Thursday 2 September 2010

Interview with Jimmy, born and grew up in Huntly


We always went up to the Battlehill to play there. But in 1953, with the gale, a lot of the trees got absolutely flattened. That was at the far end.
Where the quarry is now – that´s where we built a hut. There were big goarse bushes and down below was Bogie Wool Mills. They had big wool sacks. I don´t know how we got hold of them - we certainly didn´t buy them – so we got one of them, slit it and made a tent. Oh it was beautiful! At summertime we played there everyday. At that time for example we would go to the local cinema – the matinee programme – then we got the guns and we’d go up the Battlehill and it was back to the cowboys and Indians.

So you were reenacting the films?
Yes, reenacting what we saw. At that time it was Gene Autry, the singing cowboy and Johnny Weissmueller. We did one or two of his, because I don´t know if you noticed over the Bogie Bridge where the road goes up to the farm, we used to have a big rope swing there. We did a few yodelling and swinging back and forth there.
It was always cowboys, we never had Indians. We used to go and look for the Indians, but we never found any. But yes, we always reenacted the films. The guns just used to be a piece of wood. We never had a real gun, oh no! All we had were bits of stick. The horses were just our own legs, so there was no money spent.
We often built a small fire and we used to have boiled eggs. If we had potatoes in the field we would put them on a stick and pass them round. And the wee fire would help roast potatoes and we used to sit up there.
On a Saturday my father used to come home for lunch at one o´ clock and I had to be there at one o’clock. But fortunately at that time you had the Bogie Mills who worked, you had Spencers Mill worked and the Gordon cream company worked. All their sirenes were tested half past twelve on a Saturday. Brilliant! Because the minute we heard that we used to shoot off, down the hill, back up home and we got home at one o´clock. And then back down again.

There used to be a path that come up in a curve, it came straight along a joint and the council had seats there. It was wrought iron steel seats. There used to be a set of a dozen seats, if I remember it right and I think they lost one every year. The painter used to come up to paint them and you always heard them saying, „ Have you lads seen any seats?“ „No“, true enough, because we never saw them. There used to be several of a dozen and eventually they had two seats on the face, because people used to walk up there on a Sunday afternoon and sat down. The big trees weren´t blocking your view at that time. You were looking right over to Huntly, it was brilliant. After 53 it was devistated, totally devistated. It was a bare hill.
There was a lot a lot of berries! Rasps, blaeberries, but mostly rasps. That was another excuse to go up there. „Can we go and pick rasps?“. So your mother would give you a jar, but while you picked them, you ate them all and when you came home nothing was left.

■ Listed records ■
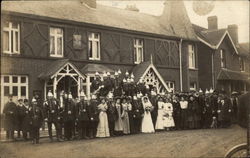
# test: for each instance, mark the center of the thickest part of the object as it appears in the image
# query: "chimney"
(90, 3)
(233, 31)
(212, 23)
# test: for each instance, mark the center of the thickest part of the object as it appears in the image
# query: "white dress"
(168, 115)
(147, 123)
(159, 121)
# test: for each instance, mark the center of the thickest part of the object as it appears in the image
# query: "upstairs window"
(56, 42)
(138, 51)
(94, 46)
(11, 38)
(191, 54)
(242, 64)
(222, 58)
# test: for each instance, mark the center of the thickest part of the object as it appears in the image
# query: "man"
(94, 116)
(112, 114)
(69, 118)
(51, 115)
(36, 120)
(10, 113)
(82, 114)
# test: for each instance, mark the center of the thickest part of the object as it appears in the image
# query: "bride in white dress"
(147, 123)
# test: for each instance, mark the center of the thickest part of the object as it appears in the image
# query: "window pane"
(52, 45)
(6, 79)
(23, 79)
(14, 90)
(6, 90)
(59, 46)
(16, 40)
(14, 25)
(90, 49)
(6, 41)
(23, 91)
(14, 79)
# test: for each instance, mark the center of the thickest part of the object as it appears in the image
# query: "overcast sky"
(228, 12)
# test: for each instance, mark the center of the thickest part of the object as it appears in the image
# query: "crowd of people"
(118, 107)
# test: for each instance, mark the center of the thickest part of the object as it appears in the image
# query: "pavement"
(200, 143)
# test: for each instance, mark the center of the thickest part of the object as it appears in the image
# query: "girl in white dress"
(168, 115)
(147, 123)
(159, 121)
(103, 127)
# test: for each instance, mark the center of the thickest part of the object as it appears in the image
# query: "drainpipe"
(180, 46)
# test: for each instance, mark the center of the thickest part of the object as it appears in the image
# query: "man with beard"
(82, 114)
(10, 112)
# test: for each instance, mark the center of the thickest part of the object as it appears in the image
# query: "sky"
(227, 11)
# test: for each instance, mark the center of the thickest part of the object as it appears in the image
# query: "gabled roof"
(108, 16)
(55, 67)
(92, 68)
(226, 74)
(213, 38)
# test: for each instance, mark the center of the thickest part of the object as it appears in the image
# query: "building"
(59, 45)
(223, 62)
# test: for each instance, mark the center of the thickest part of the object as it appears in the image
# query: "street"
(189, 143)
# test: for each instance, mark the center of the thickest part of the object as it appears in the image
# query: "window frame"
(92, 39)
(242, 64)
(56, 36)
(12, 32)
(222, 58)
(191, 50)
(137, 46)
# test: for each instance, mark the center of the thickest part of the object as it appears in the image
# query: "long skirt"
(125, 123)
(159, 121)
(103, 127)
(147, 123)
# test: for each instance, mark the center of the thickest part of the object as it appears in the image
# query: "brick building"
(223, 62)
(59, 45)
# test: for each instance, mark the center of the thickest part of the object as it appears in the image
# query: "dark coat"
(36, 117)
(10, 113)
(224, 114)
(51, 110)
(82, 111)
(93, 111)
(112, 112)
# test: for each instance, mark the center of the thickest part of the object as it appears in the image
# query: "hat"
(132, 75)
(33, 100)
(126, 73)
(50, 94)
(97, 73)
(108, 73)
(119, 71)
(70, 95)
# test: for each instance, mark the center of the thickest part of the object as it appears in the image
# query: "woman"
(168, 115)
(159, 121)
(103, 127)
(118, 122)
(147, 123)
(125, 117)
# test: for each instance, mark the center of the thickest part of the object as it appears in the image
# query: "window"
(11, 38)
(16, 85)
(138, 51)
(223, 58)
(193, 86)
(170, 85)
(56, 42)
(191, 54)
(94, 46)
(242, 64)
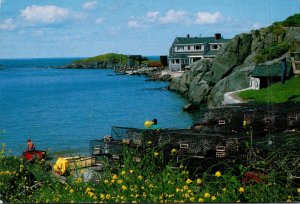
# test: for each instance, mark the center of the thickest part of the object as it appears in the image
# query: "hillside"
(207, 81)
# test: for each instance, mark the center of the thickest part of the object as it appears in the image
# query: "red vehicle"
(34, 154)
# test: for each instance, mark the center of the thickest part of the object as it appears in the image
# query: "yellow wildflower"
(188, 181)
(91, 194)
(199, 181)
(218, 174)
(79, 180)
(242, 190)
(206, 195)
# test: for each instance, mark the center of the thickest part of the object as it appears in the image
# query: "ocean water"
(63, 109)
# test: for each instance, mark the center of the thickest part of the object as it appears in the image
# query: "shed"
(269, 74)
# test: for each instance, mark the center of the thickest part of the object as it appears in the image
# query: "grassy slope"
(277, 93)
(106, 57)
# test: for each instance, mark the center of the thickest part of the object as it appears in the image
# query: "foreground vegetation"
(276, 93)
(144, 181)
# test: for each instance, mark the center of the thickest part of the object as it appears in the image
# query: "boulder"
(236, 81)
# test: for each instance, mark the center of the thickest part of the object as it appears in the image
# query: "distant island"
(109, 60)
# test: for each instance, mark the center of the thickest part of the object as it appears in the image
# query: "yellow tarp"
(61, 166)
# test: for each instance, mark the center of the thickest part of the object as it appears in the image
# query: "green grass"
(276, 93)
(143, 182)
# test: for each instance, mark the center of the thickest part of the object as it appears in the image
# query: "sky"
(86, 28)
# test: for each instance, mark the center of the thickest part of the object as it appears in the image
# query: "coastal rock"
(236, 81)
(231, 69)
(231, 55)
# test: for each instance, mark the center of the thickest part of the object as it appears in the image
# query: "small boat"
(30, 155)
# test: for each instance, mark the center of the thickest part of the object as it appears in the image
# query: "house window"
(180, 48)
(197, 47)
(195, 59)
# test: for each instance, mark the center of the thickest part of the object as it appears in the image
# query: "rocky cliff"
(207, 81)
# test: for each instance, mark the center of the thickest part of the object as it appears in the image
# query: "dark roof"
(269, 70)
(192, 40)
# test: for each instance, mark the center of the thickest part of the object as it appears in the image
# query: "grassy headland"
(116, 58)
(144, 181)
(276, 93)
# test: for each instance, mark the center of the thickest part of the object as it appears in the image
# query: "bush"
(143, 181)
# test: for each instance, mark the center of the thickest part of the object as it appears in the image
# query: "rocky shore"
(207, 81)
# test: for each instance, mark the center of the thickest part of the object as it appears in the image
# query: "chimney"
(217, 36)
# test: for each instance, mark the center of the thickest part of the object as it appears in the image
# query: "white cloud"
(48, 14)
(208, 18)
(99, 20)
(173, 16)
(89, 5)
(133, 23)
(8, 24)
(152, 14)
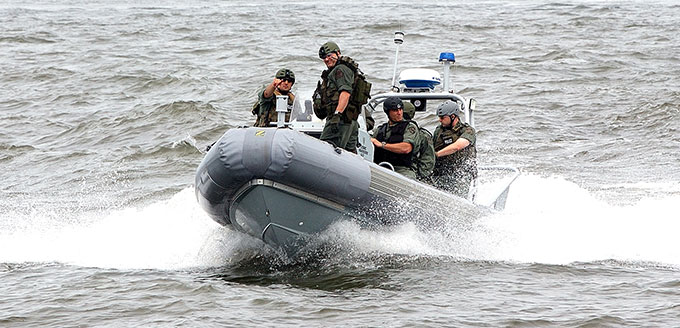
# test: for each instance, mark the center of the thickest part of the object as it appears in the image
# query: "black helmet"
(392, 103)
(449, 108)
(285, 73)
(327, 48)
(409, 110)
---
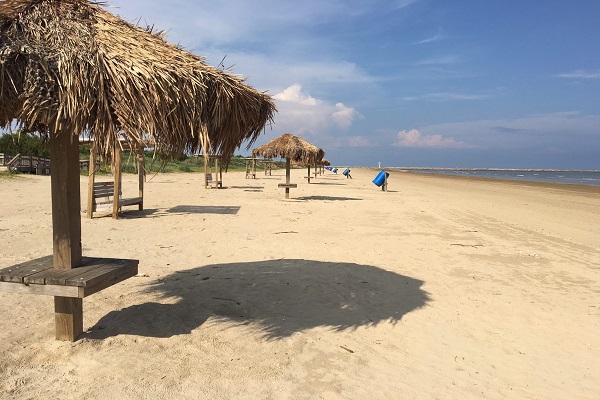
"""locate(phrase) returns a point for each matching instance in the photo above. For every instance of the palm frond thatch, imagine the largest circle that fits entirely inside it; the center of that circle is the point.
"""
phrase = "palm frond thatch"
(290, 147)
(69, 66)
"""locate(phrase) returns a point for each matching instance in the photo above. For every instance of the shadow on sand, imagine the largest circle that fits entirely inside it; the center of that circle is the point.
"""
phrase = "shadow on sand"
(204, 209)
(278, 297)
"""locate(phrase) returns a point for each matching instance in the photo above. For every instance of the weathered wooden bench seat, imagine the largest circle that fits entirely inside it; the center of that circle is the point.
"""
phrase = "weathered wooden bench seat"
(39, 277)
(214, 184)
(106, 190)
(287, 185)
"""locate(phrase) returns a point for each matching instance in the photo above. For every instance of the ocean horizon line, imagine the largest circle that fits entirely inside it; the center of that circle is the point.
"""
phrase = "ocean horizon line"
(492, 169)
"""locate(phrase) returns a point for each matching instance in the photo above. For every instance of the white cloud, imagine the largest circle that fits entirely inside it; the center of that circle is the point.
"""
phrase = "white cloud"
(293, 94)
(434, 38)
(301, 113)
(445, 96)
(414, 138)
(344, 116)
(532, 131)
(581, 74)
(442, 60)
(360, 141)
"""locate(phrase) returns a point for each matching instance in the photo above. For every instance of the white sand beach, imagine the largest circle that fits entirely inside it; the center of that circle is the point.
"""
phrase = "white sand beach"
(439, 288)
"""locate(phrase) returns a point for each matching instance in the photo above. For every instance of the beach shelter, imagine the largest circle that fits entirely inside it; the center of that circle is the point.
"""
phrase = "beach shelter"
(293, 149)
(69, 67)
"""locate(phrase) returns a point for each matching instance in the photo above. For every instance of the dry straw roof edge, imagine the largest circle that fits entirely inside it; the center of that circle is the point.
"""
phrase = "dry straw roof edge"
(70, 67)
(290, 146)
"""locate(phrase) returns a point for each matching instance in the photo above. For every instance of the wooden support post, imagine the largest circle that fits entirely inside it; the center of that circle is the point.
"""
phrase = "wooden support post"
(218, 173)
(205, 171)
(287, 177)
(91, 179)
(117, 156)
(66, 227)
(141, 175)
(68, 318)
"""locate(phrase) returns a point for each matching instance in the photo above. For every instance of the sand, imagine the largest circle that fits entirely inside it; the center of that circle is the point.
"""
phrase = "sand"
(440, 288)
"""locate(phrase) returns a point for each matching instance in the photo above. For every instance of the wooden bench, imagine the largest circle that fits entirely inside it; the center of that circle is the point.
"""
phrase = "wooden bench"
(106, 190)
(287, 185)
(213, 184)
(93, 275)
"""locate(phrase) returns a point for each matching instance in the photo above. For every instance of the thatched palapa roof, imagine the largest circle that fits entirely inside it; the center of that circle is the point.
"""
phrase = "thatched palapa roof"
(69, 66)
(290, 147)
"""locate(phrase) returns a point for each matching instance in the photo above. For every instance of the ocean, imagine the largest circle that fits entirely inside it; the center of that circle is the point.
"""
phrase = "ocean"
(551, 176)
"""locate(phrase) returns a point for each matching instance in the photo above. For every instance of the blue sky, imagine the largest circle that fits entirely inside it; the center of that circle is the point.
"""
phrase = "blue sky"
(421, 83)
* * *
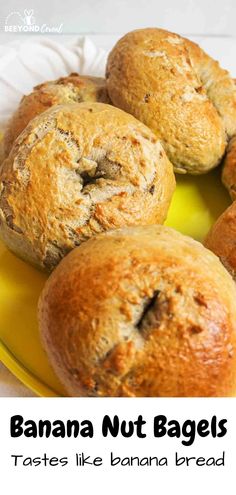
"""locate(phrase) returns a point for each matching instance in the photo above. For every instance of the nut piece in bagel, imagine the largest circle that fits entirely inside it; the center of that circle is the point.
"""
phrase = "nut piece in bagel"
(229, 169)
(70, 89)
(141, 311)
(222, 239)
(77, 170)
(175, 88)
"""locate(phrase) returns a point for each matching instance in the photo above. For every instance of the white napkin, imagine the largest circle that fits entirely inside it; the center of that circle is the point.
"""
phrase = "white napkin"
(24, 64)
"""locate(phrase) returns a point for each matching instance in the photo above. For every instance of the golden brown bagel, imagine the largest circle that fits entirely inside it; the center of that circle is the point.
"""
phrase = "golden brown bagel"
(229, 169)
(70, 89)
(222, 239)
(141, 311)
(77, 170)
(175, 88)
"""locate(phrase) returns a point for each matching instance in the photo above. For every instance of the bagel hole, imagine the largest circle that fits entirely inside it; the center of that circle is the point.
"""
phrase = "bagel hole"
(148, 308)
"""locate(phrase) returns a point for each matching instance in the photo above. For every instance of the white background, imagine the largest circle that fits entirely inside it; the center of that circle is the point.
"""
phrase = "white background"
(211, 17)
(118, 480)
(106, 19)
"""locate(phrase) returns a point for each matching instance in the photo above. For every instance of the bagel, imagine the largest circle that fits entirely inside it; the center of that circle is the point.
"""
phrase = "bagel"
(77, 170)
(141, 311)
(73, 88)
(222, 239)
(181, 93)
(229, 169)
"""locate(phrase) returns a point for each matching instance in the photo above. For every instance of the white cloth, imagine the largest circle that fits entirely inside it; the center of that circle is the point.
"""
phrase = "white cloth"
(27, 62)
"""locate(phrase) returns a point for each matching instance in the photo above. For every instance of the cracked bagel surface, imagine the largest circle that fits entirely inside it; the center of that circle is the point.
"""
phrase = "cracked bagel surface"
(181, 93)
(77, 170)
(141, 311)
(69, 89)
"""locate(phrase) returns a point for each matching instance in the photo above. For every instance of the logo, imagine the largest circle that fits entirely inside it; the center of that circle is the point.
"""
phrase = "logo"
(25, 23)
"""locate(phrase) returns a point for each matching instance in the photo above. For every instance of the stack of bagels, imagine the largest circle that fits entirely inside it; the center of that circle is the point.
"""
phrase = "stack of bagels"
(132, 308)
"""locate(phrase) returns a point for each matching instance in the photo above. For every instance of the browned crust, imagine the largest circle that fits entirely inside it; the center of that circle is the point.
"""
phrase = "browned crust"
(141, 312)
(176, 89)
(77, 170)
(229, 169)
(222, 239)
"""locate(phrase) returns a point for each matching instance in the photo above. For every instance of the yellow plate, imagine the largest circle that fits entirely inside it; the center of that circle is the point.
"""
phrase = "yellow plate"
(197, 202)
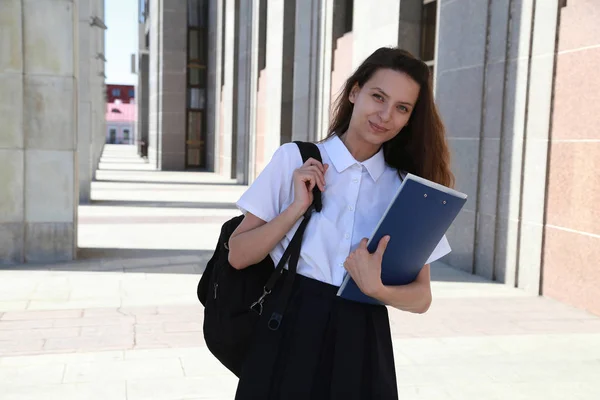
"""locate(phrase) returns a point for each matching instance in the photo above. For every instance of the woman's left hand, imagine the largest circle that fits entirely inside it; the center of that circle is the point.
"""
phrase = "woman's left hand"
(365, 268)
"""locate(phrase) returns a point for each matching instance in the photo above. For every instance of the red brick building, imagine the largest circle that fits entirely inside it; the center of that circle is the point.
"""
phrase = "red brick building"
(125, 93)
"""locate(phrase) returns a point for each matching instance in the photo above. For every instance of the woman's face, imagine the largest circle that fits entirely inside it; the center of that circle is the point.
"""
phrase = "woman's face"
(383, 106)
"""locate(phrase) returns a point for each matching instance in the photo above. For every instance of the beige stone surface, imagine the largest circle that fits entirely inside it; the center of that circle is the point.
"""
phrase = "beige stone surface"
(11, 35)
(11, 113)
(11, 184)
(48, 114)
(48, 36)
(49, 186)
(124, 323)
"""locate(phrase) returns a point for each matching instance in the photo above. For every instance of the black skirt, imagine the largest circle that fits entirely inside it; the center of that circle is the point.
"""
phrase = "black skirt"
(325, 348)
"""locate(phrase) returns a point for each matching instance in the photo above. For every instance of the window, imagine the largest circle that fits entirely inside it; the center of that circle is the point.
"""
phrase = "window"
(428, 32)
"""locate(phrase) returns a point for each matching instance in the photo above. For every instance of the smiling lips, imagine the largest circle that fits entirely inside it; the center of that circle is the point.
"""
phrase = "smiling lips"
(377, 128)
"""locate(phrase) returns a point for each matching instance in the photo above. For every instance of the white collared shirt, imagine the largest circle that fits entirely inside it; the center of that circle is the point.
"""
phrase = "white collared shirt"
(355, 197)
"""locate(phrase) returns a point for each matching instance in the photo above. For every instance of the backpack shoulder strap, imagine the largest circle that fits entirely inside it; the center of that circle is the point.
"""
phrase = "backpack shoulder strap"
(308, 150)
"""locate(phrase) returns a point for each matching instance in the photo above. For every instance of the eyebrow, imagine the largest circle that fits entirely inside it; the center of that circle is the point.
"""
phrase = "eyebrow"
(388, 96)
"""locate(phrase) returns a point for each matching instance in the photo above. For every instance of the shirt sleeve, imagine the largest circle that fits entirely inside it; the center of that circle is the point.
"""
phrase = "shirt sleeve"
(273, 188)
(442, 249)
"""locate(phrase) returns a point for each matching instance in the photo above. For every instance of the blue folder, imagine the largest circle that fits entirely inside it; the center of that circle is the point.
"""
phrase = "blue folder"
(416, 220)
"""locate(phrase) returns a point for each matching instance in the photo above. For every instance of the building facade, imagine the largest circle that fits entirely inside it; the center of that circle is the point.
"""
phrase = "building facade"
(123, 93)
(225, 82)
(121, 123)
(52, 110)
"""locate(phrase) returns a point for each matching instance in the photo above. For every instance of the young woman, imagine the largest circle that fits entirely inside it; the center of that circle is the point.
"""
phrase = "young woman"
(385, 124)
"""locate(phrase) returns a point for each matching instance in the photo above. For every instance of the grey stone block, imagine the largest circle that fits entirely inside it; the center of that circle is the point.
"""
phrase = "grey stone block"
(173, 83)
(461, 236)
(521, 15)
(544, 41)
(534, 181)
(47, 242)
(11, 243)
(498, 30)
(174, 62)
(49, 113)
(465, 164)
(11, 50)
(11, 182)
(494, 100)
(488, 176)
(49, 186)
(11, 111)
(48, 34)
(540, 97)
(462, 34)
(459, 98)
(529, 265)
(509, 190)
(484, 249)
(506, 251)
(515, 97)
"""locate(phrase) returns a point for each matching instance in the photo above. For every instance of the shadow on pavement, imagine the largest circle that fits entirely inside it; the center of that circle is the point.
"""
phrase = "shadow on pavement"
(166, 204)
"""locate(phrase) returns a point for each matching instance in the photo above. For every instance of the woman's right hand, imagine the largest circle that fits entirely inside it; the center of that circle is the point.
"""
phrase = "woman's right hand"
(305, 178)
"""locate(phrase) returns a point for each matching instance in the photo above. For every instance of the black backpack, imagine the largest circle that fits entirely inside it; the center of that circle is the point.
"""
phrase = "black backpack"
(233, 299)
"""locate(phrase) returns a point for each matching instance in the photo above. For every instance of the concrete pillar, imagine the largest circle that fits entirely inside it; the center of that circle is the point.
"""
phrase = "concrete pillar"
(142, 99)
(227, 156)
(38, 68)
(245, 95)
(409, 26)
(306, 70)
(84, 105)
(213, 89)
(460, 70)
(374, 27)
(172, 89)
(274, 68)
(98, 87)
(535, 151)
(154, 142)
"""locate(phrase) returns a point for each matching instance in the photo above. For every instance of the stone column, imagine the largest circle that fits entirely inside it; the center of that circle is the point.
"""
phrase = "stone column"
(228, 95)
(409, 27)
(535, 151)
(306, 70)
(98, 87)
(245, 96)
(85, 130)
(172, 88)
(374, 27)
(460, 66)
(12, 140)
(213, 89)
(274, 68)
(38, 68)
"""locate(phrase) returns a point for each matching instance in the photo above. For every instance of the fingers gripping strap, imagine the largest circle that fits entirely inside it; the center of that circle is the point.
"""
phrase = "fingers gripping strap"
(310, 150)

■ Activity ■
In the Huntly interview, which workplaces had sirens tested at half past twelve on a Saturday? List each one. Use only the text about Huntly for this, not the listing.

■ Written answer ■
- Bogie Mills
- Spencers Mill
- Gordon cream company